#### Material for this task:
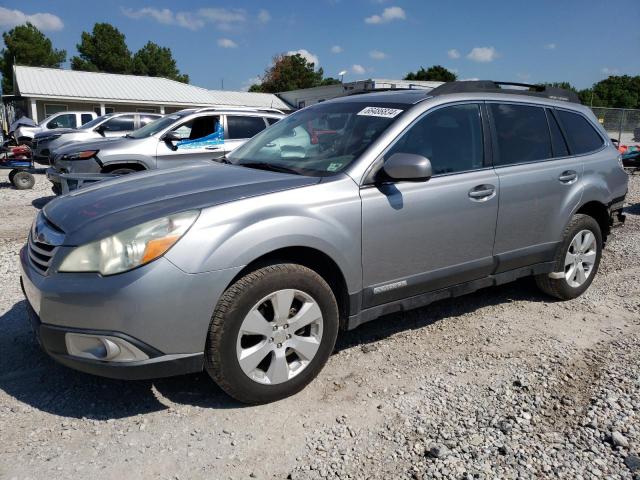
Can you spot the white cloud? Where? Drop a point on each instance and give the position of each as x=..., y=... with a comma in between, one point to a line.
x=222, y=18
x=307, y=55
x=453, y=53
x=264, y=16
x=483, y=54
x=42, y=21
x=226, y=43
x=377, y=55
x=389, y=14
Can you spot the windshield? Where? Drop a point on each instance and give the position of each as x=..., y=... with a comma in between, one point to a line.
x=94, y=123
x=156, y=126
x=320, y=140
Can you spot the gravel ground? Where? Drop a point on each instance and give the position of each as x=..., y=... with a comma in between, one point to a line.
x=503, y=383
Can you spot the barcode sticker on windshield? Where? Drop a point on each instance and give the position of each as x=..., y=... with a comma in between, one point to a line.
x=380, y=112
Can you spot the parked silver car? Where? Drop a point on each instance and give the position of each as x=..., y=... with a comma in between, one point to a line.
x=249, y=268
x=186, y=137
x=109, y=125
x=24, y=134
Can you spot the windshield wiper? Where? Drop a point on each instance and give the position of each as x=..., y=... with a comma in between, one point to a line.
x=268, y=166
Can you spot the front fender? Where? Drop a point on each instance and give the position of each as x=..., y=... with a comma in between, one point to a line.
x=325, y=217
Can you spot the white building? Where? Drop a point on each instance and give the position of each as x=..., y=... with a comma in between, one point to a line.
x=41, y=92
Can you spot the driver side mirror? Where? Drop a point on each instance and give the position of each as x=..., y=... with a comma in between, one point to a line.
x=170, y=137
x=408, y=166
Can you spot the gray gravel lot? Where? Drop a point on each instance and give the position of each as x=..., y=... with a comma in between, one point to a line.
x=503, y=383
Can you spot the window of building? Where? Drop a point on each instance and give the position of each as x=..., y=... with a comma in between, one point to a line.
x=581, y=135
x=51, y=109
x=450, y=137
x=522, y=134
x=122, y=123
x=244, y=127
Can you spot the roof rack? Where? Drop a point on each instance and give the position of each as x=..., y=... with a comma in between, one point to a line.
x=489, y=86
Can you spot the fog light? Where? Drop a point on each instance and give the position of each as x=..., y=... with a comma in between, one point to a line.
x=102, y=347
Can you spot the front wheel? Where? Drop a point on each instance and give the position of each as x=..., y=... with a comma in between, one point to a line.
x=577, y=259
x=271, y=333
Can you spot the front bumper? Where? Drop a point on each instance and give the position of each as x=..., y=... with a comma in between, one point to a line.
x=158, y=308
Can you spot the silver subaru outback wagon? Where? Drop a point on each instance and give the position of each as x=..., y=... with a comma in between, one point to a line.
x=338, y=214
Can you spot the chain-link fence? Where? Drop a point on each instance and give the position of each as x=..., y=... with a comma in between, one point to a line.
x=622, y=124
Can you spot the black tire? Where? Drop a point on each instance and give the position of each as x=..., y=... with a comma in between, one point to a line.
x=23, y=180
x=560, y=287
x=221, y=361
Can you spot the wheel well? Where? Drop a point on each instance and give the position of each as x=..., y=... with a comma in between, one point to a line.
x=600, y=214
x=317, y=261
x=115, y=166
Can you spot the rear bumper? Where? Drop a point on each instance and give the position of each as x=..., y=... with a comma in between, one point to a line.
x=52, y=341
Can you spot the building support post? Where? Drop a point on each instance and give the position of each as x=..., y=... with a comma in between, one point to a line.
x=34, y=110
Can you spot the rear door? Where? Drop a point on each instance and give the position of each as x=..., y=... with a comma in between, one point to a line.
x=240, y=128
x=424, y=236
x=202, y=140
x=540, y=183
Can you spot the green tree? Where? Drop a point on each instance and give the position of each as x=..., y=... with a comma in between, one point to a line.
x=156, y=61
x=290, y=72
x=103, y=50
x=436, y=73
x=26, y=45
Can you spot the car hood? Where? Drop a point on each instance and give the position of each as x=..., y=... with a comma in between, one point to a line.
x=96, y=144
x=114, y=205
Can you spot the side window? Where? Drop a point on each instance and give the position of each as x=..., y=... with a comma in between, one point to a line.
x=581, y=135
x=67, y=120
x=144, y=119
x=450, y=137
x=522, y=134
x=244, y=127
x=557, y=139
x=123, y=123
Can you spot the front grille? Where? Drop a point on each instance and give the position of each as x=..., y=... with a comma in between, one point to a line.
x=40, y=254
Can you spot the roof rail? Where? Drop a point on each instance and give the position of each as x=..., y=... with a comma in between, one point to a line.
x=490, y=86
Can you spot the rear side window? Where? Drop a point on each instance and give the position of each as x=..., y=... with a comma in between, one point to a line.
x=450, y=137
x=581, y=135
x=557, y=140
x=85, y=117
x=123, y=123
x=522, y=134
x=244, y=127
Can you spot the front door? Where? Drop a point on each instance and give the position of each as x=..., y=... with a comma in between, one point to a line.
x=202, y=140
x=423, y=236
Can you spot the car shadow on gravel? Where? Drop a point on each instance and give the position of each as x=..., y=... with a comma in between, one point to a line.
x=33, y=378
x=39, y=203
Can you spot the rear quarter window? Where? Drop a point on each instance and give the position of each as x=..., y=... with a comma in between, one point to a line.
x=581, y=135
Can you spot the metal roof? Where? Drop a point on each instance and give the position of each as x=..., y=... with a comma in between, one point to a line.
x=61, y=84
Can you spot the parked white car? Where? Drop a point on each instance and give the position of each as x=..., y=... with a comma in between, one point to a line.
x=24, y=134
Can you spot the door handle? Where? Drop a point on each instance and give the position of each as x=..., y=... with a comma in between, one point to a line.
x=482, y=192
x=568, y=176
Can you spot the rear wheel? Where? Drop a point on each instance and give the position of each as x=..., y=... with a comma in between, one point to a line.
x=576, y=261
x=271, y=333
x=23, y=180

#### Your goal:
Apart from the pictures, repeat the data above exactly.

#### Task solution:
Can you spot the white cloud? Where? Drop a point on each instance and give the position of each as x=..., y=... with a comma in between, one point to a line.
x=222, y=18
x=307, y=55
x=453, y=53
x=264, y=16
x=483, y=54
x=42, y=21
x=226, y=43
x=377, y=55
x=389, y=14
Can you spot the windshield? Where? Drop a point on each instance and give the position of each as x=..., y=... with a comma in between, one point to a line.
x=94, y=123
x=156, y=126
x=320, y=140
Can you spot the gravel ground? Where? Drop a point on each instance and give the position of each as x=..., y=... with a comma in between, one point to a line.
x=503, y=383
Can you spot the barcode sticker on windshield? Where? Drop a point on each instance and give the position of each as x=..., y=... with a comma in between, one point to a line.
x=380, y=112
Can you spot the parked silver car? Where? Drop a point on each instance and give the position of each as x=..., y=... with a comma in between, one point to a line.
x=249, y=268
x=186, y=137
x=109, y=125
x=24, y=134
Can you spot the windshield wiper? Where? Drop a point on each instance and give the position of each as x=..., y=... with a comma in between, one point to a line.
x=268, y=166
Can you spot the front fender? Where? Drop a point on each instance and give the position of each as x=..., y=... with a comma in between, one point to a line.
x=325, y=217
Can you spot the white building? Where? Drop a point on each instance and give the position of each as x=..., y=... with a comma in between, one point to a line.
x=41, y=92
Can you spot the driver side mirror? Where? Drop a point on each instance and give the position of each as x=..., y=... with a comma in between, one point to a line.
x=170, y=137
x=408, y=166
Can you spot the gray gravel lot? Where? Drop a point on each instance and give the position of each as x=..., y=... with a comma in between, one point to a line.
x=503, y=383
Can you spot the window of building? Where? Drop a point on each instance and give the position of each as x=..., y=... with a comma in between, one point to a line.
x=581, y=135
x=51, y=109
x=450, y=137
x=522, y=134
x=122, y=123
x=244, y=127
Can you spot the roof rack? Where? Drop a point on each instance and give the position of each as x=..., y=... with a comma in between, one point to a line.
x=489, y=86
Can you spot the fog light? Where? Drop a point on each instance and give the position of each as x=..., y=... with a comma in between, one point to a line.
x=102, y=347
Can you spot the front wheel? Where? Drop a point on each instance and give the position of each as x=..., y=... with a comma in between, one point to a line.
x=577, y=259
x=271, y=333
Can you spot the front bumper? Where? Drop a point on each instance and give the position of each as x=..., y=... with a comma in between, one point to a line.
x=158, y=308
Can you spot the silver subaru outback wagon? Where? Drop a point on each instance and give the position of each as x=..., y=... with a comma in between, one point to a line.
x=338, y=214
Can you spot the chain-link fence? Where? Drop a point on each instance and give the position of each as x=..., y=... with a comma in between, one point to a line.
x=622, y=124
Can you spot the black tire? Where? Drop a point on each instance and give the position of each as x=..., y=... with a comma in between, one point to a line.
x=23, y=180
x=560, y=287
x=221, y=361
Can you spot the wheel well? Where? Drop a point on each instance and give the position of each as x=..., y=... with a comma in between, one point to a line.
x=600, y=214
x=317, y=261
x=115, y=166
Can you spot the rear bumper? Where? Drop a point on each instance and give the position of each as x=..., y=... with a comma in between, one point to a line.
x=52, y=341
Can you spot the building support post? Where? Drop a point on each instance and give the position of each as x=..., y=... with a comma in between, one point to a line.
x=34, y=110
Can you spot the rear door? Where? Drop a point on each instance and give the position of each as x=..., y=... with a comma in between, one point to a line.
x=240, y=128
x=424, y=236
x=202, y=140
x=540, y=183
Can you spot the green tree? Where? Drop a point on each instance and give the position of each as x=..., y=... with a comma in between, one point to a line.
x=156, y=61
x=290, y=72
x=103, y=50
x=436, y=73
x=26, y=45
Can you spot the car hood? Where? Drop a point on each instance and give the position of each as x=..., y=... with a comma in between, one point to a line.
x=96, y=144
x=114, y=205
Can you spot the side window? Where? Drop a point on each instance and give the position of each as x=..., y=... with a comma in between, one point to a line.
x=581, y=135
x=67, y=120
x=144, y=119
x=450, y=137
x=522, y=134
x=244, y=127
x=557, y=139
x=123, y=123
Can you spot the front grille? Where? Drop a point on each instance and give the position of each as x=..., y=... with a comma in between, one point to a line.
x=40, y=254
Can you spot the roof rail? Where? Drop a point on each instance and give the position of each as x=..., y=... with a comma in between, one point to a line.
x=490, y=86
Can you spot the rear side window? Where? Drop a point on each instance and give the position of each as x=..., y=... with a comma in between, one point to a line.
x=450, y=137
x=581, y=135
x=557, y=140
x=85, y=117
x=123, y=123
x=522, y=134
x=244, y=127
Can you spot the front door? Where? Drop a point on each instance and give the position of each as x=..., y=... with a comma in between, one point to a line.
x=202, y=140
x=423, y=236
Can you spot the car shadow on gravel? Where? Drop a point on each instance and give the position of each as x=..., y=... with a comma in between, one point to a line.
x=33, y=378
x=39, y=203
Can you spot the rear quarter window? Where? Drop a point on each instance and give the position of each as x=..., y=... with a comma in between, one point to a line.
x=581, y=135
Can you spot the metal roof? Where? Drop a point on each instance and give the position of each as x=..., y=... with a comma in between, one point to a line.
x=61, y=84
Can you spot the parked white car? Where? Drop a point on each instance and give the position of each as x=..., y=... with a comma in between, one point to a line.
x=24, y=134
Can you spot the door handle? Where? Drop a point on each instance and give the position of each as x=..., y=... with a comma in between, one point to a line.
x=482, y=192
x=568, y=176
Can you spot the rear wheel? Where? Drop a point on each instance and give the position of each as x=..., y=... with a comma in between, one point to a line.
x=576, y=261
x=271, y=333
x=23, y=180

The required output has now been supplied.